So in a very real sense, he is a product of the very culture examined in his book.
Which is why Coal Black Heart often reads like a personal history — despite the fact that DeMont’s coal saga extends 300 million years into the past, ponders the early explorations of men like Samuel de Champlain and John Cabot, casts light on the unexpected role played by King George III in the development of a Nova Scotia coal industry, examines a 19th-century coal culture where “the rich built palaces and the poor went shoeless,” and is as much an economic chronicle as a social one in examining the late 20th-century collapse of the province’s coal and steel industries and what the miners still see as an act of betrayal by the federal government.
“I realized that I’d been writing about coal forever — since Westray (a Nova Scotian mine where a methane explosion killed 26 miners in 1992),” says DeMont, who served 10 years as Atlantic bureau chief for Maclean’s Magazine.
“I realized coal was a good story journalistically but that it also would give me an opportunity to go back to places like Glace Bay and revisit the Sydney mines and talk to people — my people, really, in so many ways.”
There was also an awareness that coal was an important but neglected part of Canadian history
“More people died in the coal mines than died in the battlefields of World War I. That’s not well known — even here in Nova Scotia. Cape Breton coal fuelled the factories and ran the steel mills and armed the troops for World War I and World War II … It was hugely important to the growth of the country. It’s almost a sidebar and asterisk in Canadian history, yet it was such an important industry — really important to the form that Nova Scotia has taken, in terms of what areas were settled and the kind of people that arrived there and the kind of society that has grown up.”

* Work to be completed
Continue the article about DeMont's book Coal Black Heart from the point where it stops.

* Data provided
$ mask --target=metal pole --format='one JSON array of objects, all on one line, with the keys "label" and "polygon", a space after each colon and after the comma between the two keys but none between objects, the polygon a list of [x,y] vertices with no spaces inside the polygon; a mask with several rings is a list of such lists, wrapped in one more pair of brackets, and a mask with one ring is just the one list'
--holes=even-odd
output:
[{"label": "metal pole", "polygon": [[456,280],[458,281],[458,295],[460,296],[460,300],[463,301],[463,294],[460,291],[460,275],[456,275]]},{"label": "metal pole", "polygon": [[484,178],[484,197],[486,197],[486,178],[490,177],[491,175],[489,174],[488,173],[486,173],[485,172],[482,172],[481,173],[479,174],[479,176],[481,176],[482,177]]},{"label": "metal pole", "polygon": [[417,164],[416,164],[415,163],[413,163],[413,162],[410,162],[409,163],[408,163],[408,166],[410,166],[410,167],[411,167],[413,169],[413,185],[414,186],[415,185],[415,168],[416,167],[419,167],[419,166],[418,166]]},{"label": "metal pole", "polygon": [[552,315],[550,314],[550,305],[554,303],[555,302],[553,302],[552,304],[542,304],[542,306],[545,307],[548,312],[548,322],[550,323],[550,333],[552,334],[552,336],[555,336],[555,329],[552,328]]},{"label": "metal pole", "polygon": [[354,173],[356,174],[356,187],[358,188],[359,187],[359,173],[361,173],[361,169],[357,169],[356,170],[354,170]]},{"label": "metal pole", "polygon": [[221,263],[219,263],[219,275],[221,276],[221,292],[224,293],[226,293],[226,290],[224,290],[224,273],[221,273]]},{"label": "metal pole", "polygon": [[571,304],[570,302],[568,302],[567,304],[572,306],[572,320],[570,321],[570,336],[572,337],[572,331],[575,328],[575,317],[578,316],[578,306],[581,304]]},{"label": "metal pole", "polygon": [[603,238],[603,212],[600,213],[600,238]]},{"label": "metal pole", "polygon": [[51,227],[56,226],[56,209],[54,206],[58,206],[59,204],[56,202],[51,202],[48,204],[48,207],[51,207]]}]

* Answer to this problem
Coal Black Heart abounds in vivid prose snapshots of the way things were: the “perpetual servitude” imposed on the mining community by the company store; Glace Bay’s infant mortality rate of 306 per 1,000 babies at a time when the national average was 88; the terrors that haunted Joe MacDonald, a miner who slept with a nightlight for the rest of his life after being trapped underground in a mine disaster; the ghastly plight of the ponies that worked in the mines: if they didn’t catch lockjaw, they frequently broke their legs when dragging the coal boxes and had to be put down.
But DeMont also sees something mythological in his saga.
“There are archetypal figures in there — the twirling-moustache villainy of some of the mine owners, but also the swashbuckling elements you find in the promoters and people willing to gamble in the industry.”
And on the other side, there are the miners.
“There is the awfulness of the lives — I was certainly drawn to tell that side of the story — but there was also the stoicism. The heroism on some level has always drawn me to the story. I defy anyone not to see poetry in these lives.
“God knows, life was hard, but there was also this immense endurance, and epic ability to put one foot down in front of the other and kind of soldier on.”